### [Work to be completed]
Copy out all of the entries below, substituting "foreground clicks" for every occurrence of "positive clicks" and leaving everything else unchanged.

───

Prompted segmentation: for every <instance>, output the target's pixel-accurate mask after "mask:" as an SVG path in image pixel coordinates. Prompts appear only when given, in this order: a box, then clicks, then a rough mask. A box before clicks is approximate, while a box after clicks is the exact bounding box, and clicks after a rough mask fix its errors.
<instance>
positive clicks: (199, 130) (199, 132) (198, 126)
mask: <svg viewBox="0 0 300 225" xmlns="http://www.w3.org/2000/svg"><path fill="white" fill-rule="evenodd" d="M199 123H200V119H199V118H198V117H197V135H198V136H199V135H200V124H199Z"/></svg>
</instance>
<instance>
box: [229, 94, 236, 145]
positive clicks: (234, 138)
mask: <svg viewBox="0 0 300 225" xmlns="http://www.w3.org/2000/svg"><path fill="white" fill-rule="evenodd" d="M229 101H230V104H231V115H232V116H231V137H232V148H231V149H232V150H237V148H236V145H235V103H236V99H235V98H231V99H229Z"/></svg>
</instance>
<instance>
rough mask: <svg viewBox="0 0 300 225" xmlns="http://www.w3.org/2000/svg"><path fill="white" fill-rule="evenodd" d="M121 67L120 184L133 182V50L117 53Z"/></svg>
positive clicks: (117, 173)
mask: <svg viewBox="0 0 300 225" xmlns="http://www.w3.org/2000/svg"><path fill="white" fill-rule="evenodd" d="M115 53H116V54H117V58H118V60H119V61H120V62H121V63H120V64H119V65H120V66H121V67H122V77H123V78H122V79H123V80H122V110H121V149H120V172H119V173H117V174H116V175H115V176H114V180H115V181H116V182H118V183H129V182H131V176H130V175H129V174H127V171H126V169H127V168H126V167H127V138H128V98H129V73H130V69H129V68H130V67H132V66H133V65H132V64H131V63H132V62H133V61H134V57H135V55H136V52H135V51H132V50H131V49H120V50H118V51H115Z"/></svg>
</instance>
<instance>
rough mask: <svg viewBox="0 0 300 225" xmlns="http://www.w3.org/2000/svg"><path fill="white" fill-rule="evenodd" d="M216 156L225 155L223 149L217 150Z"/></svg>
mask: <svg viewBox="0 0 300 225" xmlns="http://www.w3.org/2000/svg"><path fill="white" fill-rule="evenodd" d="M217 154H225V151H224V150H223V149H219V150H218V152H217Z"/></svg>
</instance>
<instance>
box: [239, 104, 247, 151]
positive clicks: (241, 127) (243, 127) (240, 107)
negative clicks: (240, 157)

───

### [Solution for this task]
Prompted segmentation: for every <instance>, output the target's pixel-accurate mask after "mask:" as an SVG path in image pixel coordinates. Prompts appear only when given, in this order: a box, then clicks, then a rough mask. A box before clicks is approximate, while a box after clicks is the exact bounding box, and clicks after a rough mask fix its errors.
<instance>
foreground clicks: (199, 130) (199, 132) (198, 126)
mask: <svg viewBox="0 0 300 225" xmlns="http://www.w3.org/2000/svg"><path fill="white" fill-rule="evenodd" d="M199 123H200V119H199V118H198V117H197V135H198V136H199V135H200V124H199Z"/></svg>
</instance>
<instance>
box: [229, 94, 236, 145]
foreground clicks: (234, 138)
mask: <svg viewBox="0 0 300 225" xmlns="http://www.w3.org/2000/svg"><path fill="white" fill-rule="evenodd" d="M229 101H230V104H231V115H232V116H231V137H232V148H231V149H232V150H237V148H236V145H235V103H236V99H235V98H231V99H229Z"/></svg>
</instance>
<instance>
rough mask: <svg viewBox="0 0 300 225" xmlns="http://www.w3.org/2000/svg"><path fill="white" fill-rule="evenodd" d="M121 67L120 184L133 182V50L117 53Z"/></svg>
foreground clicks: (117, 173)
mask: <svg viewBox="0 0 300 225" xmlns="http://www.w3.org/2000/svg"><path fill="white" fill-rule="evenodd" d="M115 53H116V54H117V58H118V60H119V61H120V62H121V63H120V64H119V65H120V66H121V67H122V77H123V78H122V79H123V80H122V110H121V149H120V172H119V173H117V174H116V175H115V176H114V180H115V181H116V182H118V183H129V182H131V176H130V175H129V174H127V171H126V169H127V168H126V167H127V138H128V98H129V73H130V69H129V68H130V67H132V66H133V65H132V64H131V63H132V62H133V61H134V57H135V55H136V52H135V51H132V50H131V49H120V50H118V51H115Z"/></svg>
</instance>
<instance>
rough mask: <svg viewBox="0 0 300 225" xmlns="http://www.w3.org/2000/svg"><path fill="white" fill-rule="evenodd" d="M216 156L225 155L223 149L217 150Z"/></svg>
mask: <svg viewBox="0 0 300 225" xmlns="http://www.w3.org/2000/svg"><path fill="white" fill-rule="evenodd" d="M217 154H225V151H224V150H223V149H219V150H218V152H217Z"/></svg>
</instance>
<instance>
box: [239, 104, 247, 151]
foreground clicks: (241, 127) (243, 127) (240, 107)
negative clicks: (240, 157)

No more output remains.